[Records from a data collection]
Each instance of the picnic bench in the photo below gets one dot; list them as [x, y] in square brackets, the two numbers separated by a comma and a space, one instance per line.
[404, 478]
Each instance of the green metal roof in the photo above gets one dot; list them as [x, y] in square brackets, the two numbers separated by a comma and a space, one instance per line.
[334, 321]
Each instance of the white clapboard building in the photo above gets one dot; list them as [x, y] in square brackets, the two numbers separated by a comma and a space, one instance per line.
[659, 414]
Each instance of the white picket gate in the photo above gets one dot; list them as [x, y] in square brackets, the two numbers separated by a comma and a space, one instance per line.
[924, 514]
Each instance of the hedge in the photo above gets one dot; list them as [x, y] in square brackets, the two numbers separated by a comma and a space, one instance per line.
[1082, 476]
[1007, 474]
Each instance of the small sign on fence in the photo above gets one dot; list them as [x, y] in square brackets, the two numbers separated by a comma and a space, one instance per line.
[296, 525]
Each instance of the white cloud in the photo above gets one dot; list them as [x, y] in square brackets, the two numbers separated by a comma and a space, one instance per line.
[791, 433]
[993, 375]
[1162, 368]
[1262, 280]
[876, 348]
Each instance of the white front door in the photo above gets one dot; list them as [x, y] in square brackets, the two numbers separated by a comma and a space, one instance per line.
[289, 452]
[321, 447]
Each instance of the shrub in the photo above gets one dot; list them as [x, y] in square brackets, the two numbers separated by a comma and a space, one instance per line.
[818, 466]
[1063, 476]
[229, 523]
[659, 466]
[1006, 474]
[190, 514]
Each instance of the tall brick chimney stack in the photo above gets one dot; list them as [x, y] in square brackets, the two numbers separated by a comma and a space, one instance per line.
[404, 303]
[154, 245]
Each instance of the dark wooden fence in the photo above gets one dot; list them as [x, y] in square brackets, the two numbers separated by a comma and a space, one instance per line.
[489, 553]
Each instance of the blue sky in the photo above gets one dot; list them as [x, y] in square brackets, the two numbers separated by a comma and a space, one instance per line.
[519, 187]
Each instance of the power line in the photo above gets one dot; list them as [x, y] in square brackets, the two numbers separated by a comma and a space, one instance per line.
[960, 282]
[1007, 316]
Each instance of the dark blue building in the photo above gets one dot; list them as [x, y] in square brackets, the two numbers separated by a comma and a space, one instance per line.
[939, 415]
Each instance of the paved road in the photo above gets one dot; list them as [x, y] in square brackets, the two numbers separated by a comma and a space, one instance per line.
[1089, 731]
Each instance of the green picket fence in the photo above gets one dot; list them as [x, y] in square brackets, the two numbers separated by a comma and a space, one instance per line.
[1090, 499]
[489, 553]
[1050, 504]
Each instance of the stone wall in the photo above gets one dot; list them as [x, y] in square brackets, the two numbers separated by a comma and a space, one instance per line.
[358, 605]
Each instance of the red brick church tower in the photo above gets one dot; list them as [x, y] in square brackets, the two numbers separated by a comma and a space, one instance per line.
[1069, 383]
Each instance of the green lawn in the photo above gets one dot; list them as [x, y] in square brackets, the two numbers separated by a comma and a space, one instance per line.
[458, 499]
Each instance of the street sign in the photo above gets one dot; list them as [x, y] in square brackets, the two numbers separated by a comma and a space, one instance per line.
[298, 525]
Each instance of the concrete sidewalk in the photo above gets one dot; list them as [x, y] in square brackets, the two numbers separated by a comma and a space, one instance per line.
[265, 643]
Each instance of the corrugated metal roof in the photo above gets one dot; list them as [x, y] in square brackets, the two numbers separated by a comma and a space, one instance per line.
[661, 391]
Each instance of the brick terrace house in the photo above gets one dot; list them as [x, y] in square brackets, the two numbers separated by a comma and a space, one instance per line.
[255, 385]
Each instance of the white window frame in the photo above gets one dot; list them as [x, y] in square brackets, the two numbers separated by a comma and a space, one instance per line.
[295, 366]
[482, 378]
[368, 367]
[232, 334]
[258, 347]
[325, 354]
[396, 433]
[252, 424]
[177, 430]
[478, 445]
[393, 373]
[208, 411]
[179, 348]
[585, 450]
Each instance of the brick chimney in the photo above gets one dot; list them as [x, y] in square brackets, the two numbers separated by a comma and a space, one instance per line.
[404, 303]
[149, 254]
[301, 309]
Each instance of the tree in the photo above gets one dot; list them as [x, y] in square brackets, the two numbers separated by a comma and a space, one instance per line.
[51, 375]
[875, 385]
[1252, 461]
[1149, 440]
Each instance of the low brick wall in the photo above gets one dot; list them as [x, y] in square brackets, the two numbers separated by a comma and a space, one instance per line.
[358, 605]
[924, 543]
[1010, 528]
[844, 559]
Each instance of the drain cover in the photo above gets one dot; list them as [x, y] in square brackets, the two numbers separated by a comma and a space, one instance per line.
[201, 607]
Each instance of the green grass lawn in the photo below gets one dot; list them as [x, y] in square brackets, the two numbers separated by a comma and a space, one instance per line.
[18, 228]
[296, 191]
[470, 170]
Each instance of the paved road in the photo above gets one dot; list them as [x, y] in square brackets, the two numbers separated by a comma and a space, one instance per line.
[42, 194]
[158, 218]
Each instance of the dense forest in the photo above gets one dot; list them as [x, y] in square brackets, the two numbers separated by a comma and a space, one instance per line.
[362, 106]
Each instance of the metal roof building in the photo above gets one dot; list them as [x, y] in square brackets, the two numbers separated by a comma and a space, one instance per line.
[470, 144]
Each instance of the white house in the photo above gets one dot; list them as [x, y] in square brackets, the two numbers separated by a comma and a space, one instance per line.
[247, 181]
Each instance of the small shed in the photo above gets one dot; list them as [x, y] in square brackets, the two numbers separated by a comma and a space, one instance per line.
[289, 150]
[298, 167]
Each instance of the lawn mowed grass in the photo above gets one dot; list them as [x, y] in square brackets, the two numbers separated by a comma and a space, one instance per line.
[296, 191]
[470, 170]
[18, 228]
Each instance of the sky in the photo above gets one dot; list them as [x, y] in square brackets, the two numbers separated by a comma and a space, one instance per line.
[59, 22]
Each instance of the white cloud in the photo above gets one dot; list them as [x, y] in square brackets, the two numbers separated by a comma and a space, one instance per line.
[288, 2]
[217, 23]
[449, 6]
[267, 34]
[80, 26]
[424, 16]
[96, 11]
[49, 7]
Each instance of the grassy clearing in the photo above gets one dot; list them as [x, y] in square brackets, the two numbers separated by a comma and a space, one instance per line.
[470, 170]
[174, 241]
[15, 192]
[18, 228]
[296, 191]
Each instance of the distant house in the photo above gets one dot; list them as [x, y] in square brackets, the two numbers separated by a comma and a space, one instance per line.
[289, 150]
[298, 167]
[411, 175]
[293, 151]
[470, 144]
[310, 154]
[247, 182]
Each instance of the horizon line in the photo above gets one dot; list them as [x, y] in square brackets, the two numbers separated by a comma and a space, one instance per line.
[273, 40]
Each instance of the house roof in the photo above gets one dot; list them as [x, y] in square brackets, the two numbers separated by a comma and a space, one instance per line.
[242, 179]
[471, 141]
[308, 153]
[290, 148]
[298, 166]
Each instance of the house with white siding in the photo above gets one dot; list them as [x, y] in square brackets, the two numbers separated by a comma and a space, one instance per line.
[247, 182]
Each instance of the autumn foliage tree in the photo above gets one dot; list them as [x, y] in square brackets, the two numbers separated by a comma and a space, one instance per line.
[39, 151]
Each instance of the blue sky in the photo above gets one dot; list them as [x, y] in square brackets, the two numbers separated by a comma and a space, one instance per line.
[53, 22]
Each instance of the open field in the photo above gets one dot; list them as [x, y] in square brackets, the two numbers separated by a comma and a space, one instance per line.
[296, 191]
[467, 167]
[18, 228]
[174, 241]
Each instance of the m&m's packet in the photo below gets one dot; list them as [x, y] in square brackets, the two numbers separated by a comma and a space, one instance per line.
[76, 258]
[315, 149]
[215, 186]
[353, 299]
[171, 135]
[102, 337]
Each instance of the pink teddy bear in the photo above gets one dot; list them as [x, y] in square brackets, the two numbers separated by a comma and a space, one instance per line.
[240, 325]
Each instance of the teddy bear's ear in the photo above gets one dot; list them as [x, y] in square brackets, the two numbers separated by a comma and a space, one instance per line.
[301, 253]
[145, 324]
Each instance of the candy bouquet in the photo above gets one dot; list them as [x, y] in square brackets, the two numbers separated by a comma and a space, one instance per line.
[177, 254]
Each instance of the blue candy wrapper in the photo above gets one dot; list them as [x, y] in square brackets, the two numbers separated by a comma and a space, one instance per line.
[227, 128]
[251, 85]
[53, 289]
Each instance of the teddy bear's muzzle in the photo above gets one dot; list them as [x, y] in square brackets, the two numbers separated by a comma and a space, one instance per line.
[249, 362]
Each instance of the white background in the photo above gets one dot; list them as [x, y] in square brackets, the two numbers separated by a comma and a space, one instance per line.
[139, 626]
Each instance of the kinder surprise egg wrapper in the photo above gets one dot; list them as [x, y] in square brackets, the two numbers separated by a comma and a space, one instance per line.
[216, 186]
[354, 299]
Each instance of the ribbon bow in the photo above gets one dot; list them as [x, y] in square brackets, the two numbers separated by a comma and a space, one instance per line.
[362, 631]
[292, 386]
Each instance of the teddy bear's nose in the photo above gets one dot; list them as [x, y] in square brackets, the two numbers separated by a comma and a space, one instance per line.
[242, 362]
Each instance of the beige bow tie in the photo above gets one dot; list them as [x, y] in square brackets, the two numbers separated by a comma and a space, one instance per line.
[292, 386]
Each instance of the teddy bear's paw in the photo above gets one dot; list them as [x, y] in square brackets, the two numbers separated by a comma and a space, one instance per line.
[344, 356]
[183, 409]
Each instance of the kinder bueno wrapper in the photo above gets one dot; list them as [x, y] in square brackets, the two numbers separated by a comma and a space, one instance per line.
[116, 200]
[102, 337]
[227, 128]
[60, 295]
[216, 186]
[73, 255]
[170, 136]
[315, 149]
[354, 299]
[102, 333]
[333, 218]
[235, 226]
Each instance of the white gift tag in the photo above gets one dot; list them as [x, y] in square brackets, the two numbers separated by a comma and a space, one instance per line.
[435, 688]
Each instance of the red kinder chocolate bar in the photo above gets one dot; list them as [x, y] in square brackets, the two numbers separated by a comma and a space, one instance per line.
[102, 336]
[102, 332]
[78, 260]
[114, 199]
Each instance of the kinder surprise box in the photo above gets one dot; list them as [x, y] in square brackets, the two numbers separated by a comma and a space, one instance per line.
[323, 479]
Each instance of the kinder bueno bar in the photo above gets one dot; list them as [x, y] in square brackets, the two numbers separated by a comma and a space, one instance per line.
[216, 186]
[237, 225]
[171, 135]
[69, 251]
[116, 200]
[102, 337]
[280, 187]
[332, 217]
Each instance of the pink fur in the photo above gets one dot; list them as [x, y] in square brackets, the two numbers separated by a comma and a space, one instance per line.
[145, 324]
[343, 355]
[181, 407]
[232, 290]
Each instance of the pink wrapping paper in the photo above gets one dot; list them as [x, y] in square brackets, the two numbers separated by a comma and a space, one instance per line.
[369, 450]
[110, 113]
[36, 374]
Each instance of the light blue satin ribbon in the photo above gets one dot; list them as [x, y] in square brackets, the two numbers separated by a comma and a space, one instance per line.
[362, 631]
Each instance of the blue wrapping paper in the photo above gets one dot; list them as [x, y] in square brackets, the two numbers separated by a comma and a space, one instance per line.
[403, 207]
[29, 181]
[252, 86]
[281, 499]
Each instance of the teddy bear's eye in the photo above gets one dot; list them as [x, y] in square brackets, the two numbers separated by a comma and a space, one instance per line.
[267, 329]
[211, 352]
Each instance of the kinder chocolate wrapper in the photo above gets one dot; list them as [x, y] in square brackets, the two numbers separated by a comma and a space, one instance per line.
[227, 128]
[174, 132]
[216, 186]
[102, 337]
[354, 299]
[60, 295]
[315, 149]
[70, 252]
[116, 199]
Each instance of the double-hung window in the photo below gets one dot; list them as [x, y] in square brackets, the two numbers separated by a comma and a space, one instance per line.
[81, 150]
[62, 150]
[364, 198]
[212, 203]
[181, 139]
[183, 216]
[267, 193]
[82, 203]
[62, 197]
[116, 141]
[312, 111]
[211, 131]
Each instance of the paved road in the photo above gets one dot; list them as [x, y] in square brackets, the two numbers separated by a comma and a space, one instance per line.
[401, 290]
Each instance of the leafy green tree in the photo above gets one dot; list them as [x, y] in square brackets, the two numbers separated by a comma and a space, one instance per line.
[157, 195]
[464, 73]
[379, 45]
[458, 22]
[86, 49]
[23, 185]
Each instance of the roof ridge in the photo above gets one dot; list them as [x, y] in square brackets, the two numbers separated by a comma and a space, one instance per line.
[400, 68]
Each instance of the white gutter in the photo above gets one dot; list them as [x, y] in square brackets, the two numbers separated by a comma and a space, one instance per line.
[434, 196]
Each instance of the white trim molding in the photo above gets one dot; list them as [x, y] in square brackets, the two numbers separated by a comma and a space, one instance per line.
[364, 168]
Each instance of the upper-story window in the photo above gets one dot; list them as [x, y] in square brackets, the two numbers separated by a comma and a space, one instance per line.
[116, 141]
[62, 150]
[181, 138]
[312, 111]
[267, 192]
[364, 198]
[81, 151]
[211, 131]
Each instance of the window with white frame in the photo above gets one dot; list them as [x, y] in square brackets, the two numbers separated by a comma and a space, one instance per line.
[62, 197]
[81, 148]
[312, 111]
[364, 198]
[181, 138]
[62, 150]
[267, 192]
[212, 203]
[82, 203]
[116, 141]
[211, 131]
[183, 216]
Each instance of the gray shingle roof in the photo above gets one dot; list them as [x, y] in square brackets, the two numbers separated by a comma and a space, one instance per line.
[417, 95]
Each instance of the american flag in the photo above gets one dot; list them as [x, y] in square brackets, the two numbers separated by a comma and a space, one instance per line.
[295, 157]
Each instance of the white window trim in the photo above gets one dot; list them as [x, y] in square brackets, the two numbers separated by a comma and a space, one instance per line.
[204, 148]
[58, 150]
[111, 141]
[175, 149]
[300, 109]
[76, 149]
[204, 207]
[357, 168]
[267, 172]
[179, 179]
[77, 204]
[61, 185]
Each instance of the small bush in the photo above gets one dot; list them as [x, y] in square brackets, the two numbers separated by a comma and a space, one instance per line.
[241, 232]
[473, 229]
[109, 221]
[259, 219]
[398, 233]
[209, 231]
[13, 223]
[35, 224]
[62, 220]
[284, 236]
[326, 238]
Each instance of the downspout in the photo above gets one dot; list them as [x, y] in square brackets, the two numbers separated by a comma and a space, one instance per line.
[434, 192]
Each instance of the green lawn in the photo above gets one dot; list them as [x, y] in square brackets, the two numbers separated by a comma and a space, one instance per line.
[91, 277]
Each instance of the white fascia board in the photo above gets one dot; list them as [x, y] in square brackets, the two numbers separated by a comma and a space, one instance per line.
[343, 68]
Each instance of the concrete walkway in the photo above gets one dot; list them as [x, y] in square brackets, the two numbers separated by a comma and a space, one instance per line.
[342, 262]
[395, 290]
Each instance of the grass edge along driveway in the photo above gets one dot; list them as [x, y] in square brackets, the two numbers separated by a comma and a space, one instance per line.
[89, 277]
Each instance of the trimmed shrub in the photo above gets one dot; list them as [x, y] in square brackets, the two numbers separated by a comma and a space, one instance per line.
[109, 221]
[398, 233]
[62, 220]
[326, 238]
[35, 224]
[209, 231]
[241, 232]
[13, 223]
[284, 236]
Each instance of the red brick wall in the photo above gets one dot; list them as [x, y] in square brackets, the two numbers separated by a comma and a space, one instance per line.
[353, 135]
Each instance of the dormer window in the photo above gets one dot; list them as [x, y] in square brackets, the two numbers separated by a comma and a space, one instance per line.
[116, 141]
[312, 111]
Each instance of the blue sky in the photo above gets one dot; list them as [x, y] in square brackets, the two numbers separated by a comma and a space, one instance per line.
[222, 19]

TASK STATEMENT → Return, word for word, the part of the listing above that opens with the line containing "Each instance of the green metal" and closes with the line containing "[1007, 474]", both of those lines included.

WORKED SOLUTION →
Each instance of the green metal roof in the photo above gets one dot; list them as [x, y] in square brackets, the two numbers separated by a comma and a space, one instance per line.
[334, 321]
Each instance of the white clapboard building in the photo above gets one dot; list them as [x, y] in square brackets, the two numbers separated by a comma and a space, one instance per line.
[659, 414]
Each instance of the white picket gate in the photo above gets one dot; list them as [x, y] in square brackets, the two numbers separated by a comma and a space, one instance per line.
[924, 514]
Each instance of the hedge in the photo above gets one dot; list them as [x, y] in square brackets, the two numbers separated by a comma and a space, one instance per line.
[1082, 476]
[1007, 474]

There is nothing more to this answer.